- PROVIDED RECORDS
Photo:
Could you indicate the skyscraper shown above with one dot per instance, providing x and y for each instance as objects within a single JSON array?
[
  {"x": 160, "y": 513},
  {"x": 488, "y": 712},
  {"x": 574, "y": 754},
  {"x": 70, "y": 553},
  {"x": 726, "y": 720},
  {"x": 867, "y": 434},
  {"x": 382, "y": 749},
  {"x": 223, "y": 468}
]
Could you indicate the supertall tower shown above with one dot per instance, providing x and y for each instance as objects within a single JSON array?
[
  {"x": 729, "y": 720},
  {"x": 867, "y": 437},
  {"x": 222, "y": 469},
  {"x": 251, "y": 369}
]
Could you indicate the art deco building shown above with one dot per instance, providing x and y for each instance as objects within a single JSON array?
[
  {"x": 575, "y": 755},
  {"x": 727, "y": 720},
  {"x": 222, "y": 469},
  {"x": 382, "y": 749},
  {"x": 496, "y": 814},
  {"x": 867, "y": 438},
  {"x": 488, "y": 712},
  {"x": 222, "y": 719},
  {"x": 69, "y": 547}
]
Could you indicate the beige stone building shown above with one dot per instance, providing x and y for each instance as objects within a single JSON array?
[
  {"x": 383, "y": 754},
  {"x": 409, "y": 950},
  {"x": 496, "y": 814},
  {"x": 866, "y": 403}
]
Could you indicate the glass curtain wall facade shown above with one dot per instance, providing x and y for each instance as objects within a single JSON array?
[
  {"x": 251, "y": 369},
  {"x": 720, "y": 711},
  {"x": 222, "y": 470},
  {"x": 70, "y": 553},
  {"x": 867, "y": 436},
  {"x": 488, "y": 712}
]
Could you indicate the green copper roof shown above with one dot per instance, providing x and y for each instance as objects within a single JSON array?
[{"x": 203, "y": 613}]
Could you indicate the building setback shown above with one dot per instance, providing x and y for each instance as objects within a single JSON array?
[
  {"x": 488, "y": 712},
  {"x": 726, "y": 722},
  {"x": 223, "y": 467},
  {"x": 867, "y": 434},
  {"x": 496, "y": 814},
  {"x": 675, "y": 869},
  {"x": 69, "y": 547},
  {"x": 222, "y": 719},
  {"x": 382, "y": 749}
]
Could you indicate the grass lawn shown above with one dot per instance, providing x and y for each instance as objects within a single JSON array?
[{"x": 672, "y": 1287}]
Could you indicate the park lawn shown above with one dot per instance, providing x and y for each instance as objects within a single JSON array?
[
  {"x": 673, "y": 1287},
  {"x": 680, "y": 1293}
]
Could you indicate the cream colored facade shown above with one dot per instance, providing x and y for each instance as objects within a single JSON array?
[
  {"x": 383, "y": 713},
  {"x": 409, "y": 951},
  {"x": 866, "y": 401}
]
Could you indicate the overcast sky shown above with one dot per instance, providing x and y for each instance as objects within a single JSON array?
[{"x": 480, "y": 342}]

- TASK REQUIREMENTS
Extract the text of every record above, reproducing each one verbatim on its own line in the original order.

- IN RESPONSE
Photo:
Could you indicate the skyscraper shown above with one dot per instance, providing x and y for each instance as objects within a single JSON array?
[
  {"x": 160, "y": 513},
  {"x": 488, "y": 712},
  {"x": 574, "y": 754},
  {"x": 70, "y": 553},
  {"x": 726, "y": 720},
  {"x": 867, "y": 434},
  {"x": 382, "y": 749},
  {"x": 223, "y": 468}
]
Could you indicate the supertall tower shown above with one dot per instance, providing x and y for each instance as objects within a single JSON array?
[
  {"x": 729, "y": 720},
  {"x": 867, "y": 437},
  {"x": 222, "y": 469},
  {"x": 251, "y": 369}
]
Could you indicate the art deco building shown above with one dot per instance, providing x and y for each instance as objects within a single JSON array?
[
  {"x": 575, "y": 755},
  {"x": 727, "y": 720},
  {"x": 222, "y": 469},
  {"x": 382, "y": 749},
  {"x": 496, "y": 814},
  {"x": 867, "y": 438},
  {"x": 488, "y": 712},
  {"x": 222, "y": 719},
  {"x": 69, "y": 547}
]
Could you indicate the beige stone building shown above with one dot per instance, providing x and y for each instance as objects within a single JSON array?
[
  {"x": 383, "y": 754},
  {"x": 409, "y": 950},
  {"x": 496, "y": 814},
  {"x": 866, "y": 403}
]
Could you indicate the glass curtain wall facade shown above with one dot per instance, providing x and y for each instance as objects within a single JSON array?
[
  {"x": 251, "y": 369},
  {"x": 720, "y": 711},
  {"x": 222, "y": 470},
  {"x": 70, "y": 553},
  {"x": 867, "y": 436},
  {"x": 488, "y": 712}
]
Could you indicate the green copper roof shown above with one dot per instance, providing x and y for each instance as objects within a single JSON array?
[{"x": 203, "y": 613}]
Could you indicate the building setback shown above with one dot per instance, providing x and y for each instance as objects within a single JSON array?
[
  {"x": 488, "y": 712},
  {"x": 726, "y": 722},
  {"x": 223, "y": 467},
  {"x": 867, "y": 434},
  {"x": 496, "y": 814},
  {"x": 675, "y": 869},
  {"x": 69, "y": 547},
  {"x": 222, "y": 719},
  {"x": 382, "y": 749}
]
Could you indicate the grass lawn shown above with one dot per instance, providing x and y for each instance as objects within a single JSON array?
[{"x": 672, "y": 1287}]
Could you indicate the park lawn shown above with one dot per instance, providing x and y for each instance as objects within a single JSON array?
[
  {"x": 673, "y": 1287},
  {"x": 680, "y": 1293}
]
Could you indicate the cream colored facade shown above with one dot per instance, providing x and y for each instance as objects within a single JSON array?
[
  {"x": 383, "y": 713},
  {"x": 409, "y": 951},
  {"x": 866, "y": 401}
]
Could you indicate the overcast sky shown above with one dot per instance, providing x and y for each instance as objects within a single JSON array?
[{"x": 480, "y": 342}]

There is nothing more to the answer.